Point-per-instance localization data
........
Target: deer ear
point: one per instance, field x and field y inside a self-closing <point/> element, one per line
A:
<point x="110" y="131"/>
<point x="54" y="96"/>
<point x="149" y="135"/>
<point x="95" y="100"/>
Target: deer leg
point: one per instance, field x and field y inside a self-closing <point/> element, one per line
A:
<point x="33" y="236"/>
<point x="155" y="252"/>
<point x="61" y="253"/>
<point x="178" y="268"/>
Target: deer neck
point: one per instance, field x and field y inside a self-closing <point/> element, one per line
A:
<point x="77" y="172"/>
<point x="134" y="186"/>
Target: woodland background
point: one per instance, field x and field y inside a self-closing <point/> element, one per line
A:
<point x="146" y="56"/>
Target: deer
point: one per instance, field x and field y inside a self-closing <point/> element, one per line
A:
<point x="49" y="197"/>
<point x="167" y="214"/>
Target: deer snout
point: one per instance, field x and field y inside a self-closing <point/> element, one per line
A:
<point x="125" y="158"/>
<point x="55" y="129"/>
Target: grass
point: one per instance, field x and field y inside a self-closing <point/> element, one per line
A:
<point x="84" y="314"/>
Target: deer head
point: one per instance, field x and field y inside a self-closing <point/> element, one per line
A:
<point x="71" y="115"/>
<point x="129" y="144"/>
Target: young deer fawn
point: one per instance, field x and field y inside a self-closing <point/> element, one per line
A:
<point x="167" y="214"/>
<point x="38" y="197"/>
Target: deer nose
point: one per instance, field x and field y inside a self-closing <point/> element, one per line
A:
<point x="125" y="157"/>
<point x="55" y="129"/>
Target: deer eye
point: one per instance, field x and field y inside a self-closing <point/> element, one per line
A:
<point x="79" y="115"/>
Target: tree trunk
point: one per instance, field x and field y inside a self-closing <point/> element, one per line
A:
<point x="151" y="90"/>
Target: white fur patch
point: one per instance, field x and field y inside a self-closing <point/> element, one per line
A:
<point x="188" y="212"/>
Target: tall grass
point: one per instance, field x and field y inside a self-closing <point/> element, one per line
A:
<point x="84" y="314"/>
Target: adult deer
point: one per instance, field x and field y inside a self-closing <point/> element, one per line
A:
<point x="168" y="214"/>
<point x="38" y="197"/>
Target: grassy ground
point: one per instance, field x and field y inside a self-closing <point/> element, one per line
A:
........
◆ EXERCISE ◆
Determine how many lines of the entries contain the string "deer", and reply with nothing but the number.

◆ EXERCISE RESPONSE ◆
10